#### EXERCISE GOAL
Return all of the data exactly as given.

Segment Start: RECORDS SHOWN

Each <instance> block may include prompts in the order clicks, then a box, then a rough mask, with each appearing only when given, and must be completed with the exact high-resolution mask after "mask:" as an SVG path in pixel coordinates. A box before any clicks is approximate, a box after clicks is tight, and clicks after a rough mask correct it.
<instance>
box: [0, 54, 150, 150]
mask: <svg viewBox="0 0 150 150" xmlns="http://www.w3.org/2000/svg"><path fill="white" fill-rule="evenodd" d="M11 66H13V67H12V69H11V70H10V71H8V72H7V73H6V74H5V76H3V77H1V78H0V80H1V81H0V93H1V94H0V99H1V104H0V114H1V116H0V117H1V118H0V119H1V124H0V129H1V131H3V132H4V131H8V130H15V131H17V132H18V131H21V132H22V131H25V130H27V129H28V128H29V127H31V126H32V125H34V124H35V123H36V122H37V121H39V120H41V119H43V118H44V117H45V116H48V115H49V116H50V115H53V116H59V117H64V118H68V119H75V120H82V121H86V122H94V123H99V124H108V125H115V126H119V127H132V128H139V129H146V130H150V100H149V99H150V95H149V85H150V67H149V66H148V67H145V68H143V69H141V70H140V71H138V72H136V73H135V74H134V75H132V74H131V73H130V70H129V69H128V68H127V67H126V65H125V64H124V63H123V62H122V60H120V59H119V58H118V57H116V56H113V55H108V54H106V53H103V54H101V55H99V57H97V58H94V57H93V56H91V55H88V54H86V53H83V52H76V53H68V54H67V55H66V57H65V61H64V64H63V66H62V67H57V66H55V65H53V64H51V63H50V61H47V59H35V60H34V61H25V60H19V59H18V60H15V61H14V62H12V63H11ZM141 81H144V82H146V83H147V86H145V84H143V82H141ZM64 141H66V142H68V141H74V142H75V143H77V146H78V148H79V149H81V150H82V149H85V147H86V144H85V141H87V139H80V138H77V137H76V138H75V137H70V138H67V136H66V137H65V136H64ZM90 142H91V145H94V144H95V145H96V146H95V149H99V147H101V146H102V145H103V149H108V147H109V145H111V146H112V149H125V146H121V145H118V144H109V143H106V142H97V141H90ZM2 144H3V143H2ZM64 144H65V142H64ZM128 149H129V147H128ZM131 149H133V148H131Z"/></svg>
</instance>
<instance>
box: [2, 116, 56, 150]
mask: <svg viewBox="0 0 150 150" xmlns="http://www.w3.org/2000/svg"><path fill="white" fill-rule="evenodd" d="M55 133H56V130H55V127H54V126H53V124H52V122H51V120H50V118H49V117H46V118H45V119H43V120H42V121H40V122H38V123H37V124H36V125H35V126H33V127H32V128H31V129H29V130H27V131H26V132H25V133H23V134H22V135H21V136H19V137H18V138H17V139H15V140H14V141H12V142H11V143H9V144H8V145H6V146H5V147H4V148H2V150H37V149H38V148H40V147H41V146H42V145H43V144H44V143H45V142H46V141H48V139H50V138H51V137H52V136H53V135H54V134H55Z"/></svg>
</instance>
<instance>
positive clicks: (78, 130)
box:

Segment End: RECORDS SHOWN

#### YOUR SOLUTION
Each <instance> block may include prompts in the order clicks, then a box, then a rough mask, with each appearing only when given, and must be completed with the exact high-resolution mask after "mask:" as an SVG path in pixel coordinates. A box before any clicks is approximate, a box after clicks is tight, and clicks after a rough mask correct it.
<instance>
box: [0, 54, 150, 150]
mask: <svg viewBox="0 0 150 150" xmlns="http://www.w3.org/2000/svg"><path fill="white" fill-rule="evenodd" d="M11 66H13V67H12V69H11V70H10V71H8V72H7V73H6V74H5V76H3V77H1V78H0V80H1V81H0V93H1V94H0V99H1V104H0V114H1V116H0V117H1V118H0V119H1V124H0V129H1V131H3V132H4V131H8V130H15V131H17V132H18V131H21V132H22V131H25V130H27V129H28V128H29V127H31V126H32V125H34V124H35V123H36V122H37V121H39V120H41V119H43V118H44V117H45V116H48V115H49V116H50V115H53V116H59V117H64V118H68V119H75V120H82V121H86V122H94V123H99V124H108V125H115V126H119V127H132V128H139V129H146V130H150V100H149V99H150V95H149V85H150V67H149V66H148V67H145V68H143V69H141V70H140V71H138V72H136V73H135V74H134V75H132V74H131V73H130V70H129V69H128V68H127V67H126V65H125V64H124V63H123V62H122V60H120V59H119V58H118V57H116V56H113V55H108V54H106V53H103V54H101V55H99V57H97V58H94V57H93V56H91V55H88V54H86V53H83V52H76V53H68V54H67V55H66V57H65V61H64V64H63V66H62V67H57V66H55V65H53V64H51V63H50V61H47V59H35V60H34V61H25V60H19V59H18V60H15V61H14V62H12V63H11ZM141 81H144V82H146V83H147V86H145V84H143V82H141ZM64 141H66V142H68V141H74V142H75V143H77V146H78V148H79V149H81V150H82V149H85V147H86V144H85V141H87V139H80V138H77V137H76V138H75V137H70V138H67V136H66V137H65V136H64ZM90 142H91V145H94V144H95V145H96V146H95V149H99V147H101V146H102V145H103V149H108V147H109V145H111V146H112V149H125V146H121V145H118V144H109V143H106V142H97V141H90ZM2 144H3V143H2ZM64 144H65V142H64ZM128 149H129V147H128ZM131 149H133V148H131Z"/></svg>
</instance>
<instance>
box: [2, 116, 56, 150]
mask: <svg viewBox="0 0 150 150" xmlns="http://www.w3.org/2000/svg"><path fill="white" fill-rule="evenodd" d="M55 133H56V130H55V127H54V126H53V124H52V122H51V120H50V118H49V117H46V118H45V119H43V120H42V121H40V122H38V123H37V124H36V125H35V126H33V127H32V128H31V129H29V130H27V131H26V132H25V133H23V134H22V135H21V136H19V137H18V138H17V139H15V140H14V141H12V142H11V143H9V144H8V145H6V146H5V147H4V148H2V150H37V149H38V148H40V147H41V146H42V145H43V144H44V143H45V142H46V141H48V139H50V138H51V137H52V136H53V135H54V134H55Z"/></svg>
</instance>
<instance>
positive clicks: (78, 130)
box:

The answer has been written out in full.